- [Exercise prompt]
Give back exactly the lines from the one containing "the concrete building" through the end of the records, including both, and no others.
··· Provided data
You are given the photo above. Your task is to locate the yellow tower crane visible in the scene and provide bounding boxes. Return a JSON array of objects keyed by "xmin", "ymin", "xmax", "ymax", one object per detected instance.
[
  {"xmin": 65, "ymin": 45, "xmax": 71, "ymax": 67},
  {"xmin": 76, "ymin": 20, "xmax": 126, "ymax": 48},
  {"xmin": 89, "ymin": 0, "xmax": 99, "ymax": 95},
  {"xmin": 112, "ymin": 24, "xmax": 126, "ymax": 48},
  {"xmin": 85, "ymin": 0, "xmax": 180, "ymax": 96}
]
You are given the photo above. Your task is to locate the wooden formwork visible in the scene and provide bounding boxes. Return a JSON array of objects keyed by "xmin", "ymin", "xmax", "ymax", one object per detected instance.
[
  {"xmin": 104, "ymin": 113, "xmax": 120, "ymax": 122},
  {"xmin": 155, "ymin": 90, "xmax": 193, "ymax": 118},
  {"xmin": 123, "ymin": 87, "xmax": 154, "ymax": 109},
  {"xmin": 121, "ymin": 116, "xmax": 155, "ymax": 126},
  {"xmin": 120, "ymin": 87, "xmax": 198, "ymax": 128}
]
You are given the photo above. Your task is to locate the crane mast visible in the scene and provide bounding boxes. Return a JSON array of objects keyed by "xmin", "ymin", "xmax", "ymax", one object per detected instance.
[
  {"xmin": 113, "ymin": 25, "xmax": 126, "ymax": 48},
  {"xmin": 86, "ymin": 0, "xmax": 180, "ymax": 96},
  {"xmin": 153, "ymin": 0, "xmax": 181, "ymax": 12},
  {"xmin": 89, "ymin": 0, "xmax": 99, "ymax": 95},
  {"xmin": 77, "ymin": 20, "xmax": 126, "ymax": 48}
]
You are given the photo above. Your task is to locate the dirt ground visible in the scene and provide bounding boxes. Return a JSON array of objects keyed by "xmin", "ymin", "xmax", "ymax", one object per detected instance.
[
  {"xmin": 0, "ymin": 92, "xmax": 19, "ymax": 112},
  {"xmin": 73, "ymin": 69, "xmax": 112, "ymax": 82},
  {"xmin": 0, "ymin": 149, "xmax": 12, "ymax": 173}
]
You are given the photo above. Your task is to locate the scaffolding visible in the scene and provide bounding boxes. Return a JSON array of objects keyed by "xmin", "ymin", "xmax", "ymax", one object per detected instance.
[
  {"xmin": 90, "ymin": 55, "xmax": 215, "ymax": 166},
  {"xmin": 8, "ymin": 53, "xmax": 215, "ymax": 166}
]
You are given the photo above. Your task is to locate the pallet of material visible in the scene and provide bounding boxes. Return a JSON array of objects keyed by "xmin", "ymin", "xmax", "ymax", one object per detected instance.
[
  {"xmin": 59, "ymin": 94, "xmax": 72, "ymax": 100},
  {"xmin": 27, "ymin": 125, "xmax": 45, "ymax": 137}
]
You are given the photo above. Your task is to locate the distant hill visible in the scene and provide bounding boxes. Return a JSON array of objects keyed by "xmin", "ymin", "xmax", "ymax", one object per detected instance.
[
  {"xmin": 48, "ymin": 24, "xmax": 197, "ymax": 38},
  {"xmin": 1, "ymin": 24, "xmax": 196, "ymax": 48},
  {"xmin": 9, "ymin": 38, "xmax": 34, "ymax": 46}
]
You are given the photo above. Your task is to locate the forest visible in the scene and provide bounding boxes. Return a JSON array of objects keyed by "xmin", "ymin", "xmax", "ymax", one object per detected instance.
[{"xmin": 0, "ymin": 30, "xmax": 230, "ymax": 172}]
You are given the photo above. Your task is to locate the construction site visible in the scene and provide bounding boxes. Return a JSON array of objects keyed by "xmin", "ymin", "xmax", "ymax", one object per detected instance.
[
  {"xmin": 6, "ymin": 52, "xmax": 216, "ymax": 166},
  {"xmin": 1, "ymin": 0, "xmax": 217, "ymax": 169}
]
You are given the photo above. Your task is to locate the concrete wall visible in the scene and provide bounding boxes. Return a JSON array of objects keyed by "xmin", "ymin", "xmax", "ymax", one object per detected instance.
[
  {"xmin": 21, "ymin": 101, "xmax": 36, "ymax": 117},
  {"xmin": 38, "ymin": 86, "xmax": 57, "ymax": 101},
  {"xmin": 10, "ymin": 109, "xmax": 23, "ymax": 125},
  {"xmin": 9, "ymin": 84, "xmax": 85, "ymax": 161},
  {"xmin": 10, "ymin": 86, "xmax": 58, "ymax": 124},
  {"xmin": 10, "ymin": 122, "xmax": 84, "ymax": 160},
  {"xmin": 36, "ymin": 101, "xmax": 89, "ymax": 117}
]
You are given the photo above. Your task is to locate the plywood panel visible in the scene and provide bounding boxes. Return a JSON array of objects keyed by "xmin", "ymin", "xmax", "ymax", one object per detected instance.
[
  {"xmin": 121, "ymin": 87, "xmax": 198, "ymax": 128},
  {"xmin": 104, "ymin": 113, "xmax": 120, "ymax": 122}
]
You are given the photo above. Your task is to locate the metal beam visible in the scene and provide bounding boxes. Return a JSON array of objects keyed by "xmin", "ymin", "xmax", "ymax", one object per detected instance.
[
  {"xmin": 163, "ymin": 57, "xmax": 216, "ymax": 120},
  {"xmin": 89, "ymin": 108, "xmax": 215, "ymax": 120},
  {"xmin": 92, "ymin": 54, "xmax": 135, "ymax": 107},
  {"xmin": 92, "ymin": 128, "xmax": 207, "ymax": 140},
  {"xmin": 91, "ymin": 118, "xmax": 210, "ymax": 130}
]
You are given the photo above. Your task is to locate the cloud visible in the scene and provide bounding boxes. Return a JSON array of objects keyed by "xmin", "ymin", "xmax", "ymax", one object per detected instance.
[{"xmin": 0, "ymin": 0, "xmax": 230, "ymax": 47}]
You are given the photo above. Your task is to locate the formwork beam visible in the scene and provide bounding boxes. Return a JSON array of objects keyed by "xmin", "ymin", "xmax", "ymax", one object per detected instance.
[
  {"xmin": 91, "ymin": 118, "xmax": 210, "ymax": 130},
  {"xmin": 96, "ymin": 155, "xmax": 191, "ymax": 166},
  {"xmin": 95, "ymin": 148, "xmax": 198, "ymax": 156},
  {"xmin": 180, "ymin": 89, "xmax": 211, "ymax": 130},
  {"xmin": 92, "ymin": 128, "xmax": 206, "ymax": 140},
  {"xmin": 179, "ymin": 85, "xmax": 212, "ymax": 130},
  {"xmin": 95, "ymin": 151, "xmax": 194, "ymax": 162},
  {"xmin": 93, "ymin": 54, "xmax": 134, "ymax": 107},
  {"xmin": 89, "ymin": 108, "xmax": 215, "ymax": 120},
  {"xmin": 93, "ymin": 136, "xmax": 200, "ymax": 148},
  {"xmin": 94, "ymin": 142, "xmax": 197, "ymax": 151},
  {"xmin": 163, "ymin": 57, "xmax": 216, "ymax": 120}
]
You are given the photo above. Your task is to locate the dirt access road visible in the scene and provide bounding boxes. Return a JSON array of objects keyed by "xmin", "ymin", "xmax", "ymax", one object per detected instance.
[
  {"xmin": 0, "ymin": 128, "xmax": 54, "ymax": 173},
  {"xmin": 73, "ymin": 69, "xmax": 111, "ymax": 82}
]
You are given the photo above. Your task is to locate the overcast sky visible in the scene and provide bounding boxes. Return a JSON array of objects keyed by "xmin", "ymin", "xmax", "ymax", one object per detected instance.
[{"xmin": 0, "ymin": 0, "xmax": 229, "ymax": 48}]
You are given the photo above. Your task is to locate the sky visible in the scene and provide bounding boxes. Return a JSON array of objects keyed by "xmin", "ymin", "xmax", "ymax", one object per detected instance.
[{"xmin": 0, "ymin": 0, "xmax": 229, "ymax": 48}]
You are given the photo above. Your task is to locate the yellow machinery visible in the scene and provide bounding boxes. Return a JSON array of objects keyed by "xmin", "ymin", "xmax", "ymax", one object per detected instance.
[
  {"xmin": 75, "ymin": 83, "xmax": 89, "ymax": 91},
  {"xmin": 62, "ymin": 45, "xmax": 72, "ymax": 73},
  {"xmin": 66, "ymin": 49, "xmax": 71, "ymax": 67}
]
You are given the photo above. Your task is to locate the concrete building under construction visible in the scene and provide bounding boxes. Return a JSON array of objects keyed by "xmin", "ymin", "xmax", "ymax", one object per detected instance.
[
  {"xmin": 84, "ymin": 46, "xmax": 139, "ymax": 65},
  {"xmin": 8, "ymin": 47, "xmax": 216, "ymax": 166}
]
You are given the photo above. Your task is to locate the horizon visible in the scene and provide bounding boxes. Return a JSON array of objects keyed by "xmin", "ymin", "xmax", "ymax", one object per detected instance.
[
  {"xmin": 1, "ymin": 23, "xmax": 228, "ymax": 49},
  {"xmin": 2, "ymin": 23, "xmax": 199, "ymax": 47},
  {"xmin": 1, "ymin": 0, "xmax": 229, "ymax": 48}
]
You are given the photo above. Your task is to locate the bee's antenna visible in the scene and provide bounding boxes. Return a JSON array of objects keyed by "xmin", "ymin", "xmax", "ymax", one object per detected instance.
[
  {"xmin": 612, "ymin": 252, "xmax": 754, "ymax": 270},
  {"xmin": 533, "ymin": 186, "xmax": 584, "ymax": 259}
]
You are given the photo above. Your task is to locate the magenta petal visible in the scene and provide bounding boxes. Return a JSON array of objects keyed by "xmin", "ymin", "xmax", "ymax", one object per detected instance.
······
- [Finished task]
You are given the photo above. Your task is to locate the concrete building under construction visible in the scene and provide bounding boxes. Return a JSON array of objects keyed by "xmin", "ymin", "xmax", "ymax", one object per detected instance.
[
  {"xmin": 84, "ymin": 46, "xmax": 139, "ymax": 65},
  {"xmin": 8, "ymin": 47, "xmax": 216, "ymax": 166}
]
You are given the photo above. Your task is to locate the horizon visible in the scene and provide bounding boxes. Return a JSON array of objects keyed by "xmin", "ymin", "xmax", "ymax", one object per detected instance.
[
  {"xmin": 1, "ymin": 23, "xmax": 228, "ymax": 49},
  {"xmin": 2, "ymin": 23, "xmax": 199, "ymax": 47},
  {"xmin": 1, "ymin": 0, "xmax": 229, "ymax": 48}
]
You are given the photo above. Your task is to locate the bee's antenna visible in the scene and provide bounding boxes. Return a JSON array of objects keyed by "xmin", "ymin", "xmax", "ymax", one object per detected instance.
[
  {"xmin": 612, "ymin": 252, "xmax": 754, "ymax": 270},
  {"xmin": 533, "ymin": 186, "xmax": 584, "ymax": 259}
]
You are given the photo above. Your task is to locate the magenta petal visible in the scene and provide bounding boxes. Return a JSON array of objects keyed by "xmin", "ymin", "xmax", "ymax", one object per detected instance.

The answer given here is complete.